# [WHAT THE EXERCISE ASKS]
Answer these questions using the thesis proposal announcement:
(a) Given any range query, what does the sample-augmented R-tree return?
(b) Who is listed as the committee's chairperson?
(c) On what date is the defence held?

# [SUPPLIED PASSAGE]

More about HKUST
Techniques and Applications of Random Sampling on Massive Data
PhD Thesis Proposal Defence
Title: "Techniques and Applications of Random Sampling on Massive Data"
by
Mr. Lu WANG
Abstract:
Living in the era of big data, we often need to process and analyze data
sets that have never been so large and fast-growing. Random sampling has
thus received much attention as an effective tool for turning big data
"small". It allows us to significantly reduce the size of input while
maintaining the main features of the original data set we need. It is also
easy to trade off between the computation complexity and the accuracy of
the result, by tweaking the sample size.
Although random sampling is a classical problem with a long history, it
has received revived attention lately motivated by new applications as
well as new constraints in the big data era. This thesis presents several
new techniques and applications of random sampling: (1) a new randomized
streaming algorithm for finding approximate quantiles in a data stream,
which achieves the smallest space complexity of all such algorithms; (2)
an augmented B-tree index that, for any given range query, returns a
sampling-based summary containing the quantiles and heavy hitters of all
tuples in the query range; and (3) an sample-augmented R-tree that, given
any range query, returns random samples from the query range in an online
fashion. Apart from the description and analysis of each algorithm we
propose, experimental results are also provided, confirming the advantages
of the new algorithms.
Date: Tuesday, 13 January 2015
Time: 10:00am - 12:00noon
Venue: Room 3494
lifts 25/26
Committee Members: Dr. Ke Yi (Supervisor)
Prof. Siu-Wing Cheng (Chairperson)
Prof. Dimitris Papadias
Dr. Raymond Wong
**** ALL are Welcome ****

# [LISTED ENTRIES]
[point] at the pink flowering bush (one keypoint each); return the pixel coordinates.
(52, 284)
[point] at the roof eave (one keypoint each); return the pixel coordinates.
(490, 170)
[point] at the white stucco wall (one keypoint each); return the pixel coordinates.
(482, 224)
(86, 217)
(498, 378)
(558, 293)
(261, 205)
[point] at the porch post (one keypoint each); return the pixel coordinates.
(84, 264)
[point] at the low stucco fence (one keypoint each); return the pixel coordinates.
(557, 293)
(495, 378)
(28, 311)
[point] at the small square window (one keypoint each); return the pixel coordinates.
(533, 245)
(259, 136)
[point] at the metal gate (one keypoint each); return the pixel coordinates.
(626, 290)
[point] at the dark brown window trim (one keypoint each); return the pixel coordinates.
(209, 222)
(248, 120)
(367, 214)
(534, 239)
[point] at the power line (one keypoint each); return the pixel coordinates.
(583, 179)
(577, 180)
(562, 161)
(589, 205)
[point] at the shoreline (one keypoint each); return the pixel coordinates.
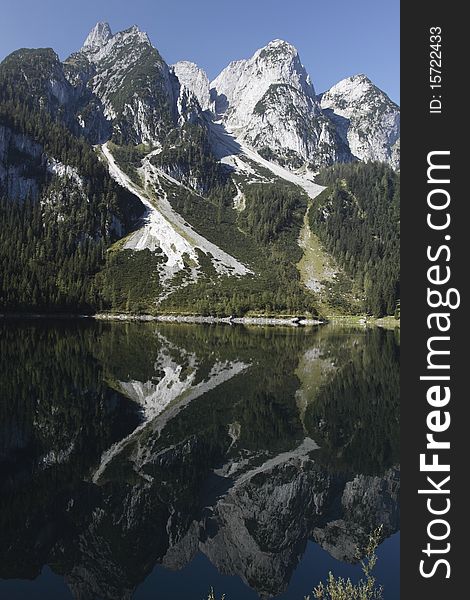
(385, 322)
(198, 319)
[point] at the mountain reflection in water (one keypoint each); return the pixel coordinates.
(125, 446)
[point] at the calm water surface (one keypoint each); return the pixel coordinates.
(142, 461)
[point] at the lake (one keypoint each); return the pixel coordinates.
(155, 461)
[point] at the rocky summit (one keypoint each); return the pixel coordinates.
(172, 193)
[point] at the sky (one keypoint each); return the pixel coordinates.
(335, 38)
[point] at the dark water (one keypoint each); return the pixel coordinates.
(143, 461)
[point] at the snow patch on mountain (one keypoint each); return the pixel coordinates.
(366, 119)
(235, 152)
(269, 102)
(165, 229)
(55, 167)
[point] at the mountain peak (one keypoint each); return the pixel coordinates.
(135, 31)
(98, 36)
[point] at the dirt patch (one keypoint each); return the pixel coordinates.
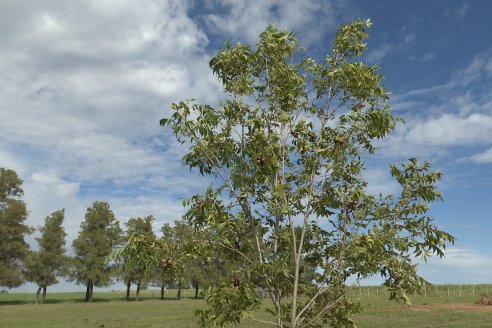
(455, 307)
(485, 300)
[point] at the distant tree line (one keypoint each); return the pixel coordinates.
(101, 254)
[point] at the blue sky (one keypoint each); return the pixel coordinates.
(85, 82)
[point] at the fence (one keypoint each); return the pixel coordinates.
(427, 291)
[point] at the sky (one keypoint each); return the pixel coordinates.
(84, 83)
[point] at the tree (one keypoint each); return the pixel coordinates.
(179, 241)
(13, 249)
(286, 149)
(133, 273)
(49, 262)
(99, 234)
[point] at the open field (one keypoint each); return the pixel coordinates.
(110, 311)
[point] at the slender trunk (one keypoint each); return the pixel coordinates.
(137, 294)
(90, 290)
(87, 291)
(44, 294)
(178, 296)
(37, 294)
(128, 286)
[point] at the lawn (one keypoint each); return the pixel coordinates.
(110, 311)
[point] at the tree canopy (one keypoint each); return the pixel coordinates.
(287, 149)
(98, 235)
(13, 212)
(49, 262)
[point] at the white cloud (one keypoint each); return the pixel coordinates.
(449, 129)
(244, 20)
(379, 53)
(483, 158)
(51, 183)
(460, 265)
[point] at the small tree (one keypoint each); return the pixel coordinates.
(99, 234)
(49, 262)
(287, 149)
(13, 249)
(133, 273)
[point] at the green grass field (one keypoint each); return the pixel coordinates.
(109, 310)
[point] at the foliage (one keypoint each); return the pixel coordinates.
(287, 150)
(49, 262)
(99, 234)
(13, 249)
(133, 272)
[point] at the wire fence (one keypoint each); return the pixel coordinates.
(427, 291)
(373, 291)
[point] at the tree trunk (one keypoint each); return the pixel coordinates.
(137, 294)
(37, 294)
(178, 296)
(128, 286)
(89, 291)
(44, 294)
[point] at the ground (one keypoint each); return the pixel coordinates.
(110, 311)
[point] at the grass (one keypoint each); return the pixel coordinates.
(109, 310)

* * *

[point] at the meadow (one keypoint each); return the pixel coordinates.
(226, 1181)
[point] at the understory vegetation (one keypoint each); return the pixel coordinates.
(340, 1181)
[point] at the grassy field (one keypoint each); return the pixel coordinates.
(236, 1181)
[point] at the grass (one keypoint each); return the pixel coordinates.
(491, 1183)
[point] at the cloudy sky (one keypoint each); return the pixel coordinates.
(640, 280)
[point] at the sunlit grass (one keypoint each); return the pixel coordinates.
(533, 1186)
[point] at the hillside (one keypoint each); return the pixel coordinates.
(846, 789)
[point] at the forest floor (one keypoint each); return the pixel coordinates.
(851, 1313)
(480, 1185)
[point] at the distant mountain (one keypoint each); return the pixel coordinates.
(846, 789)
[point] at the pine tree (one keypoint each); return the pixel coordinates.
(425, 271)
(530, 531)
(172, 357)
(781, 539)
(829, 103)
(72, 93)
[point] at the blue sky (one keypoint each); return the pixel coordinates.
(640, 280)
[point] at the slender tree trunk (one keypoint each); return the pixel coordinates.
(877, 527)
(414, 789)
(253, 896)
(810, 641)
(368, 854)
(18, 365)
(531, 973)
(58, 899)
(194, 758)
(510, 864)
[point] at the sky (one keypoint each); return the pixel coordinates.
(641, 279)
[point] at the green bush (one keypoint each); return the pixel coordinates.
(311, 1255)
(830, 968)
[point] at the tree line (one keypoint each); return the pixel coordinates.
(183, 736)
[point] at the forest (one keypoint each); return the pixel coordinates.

# [CORRECT RESPONSE]
(a) Random samples from the query range, in an online fashion.
(b) Prof. Siu-Wing Cheng.
(c) Tuesday, 13 January 2015.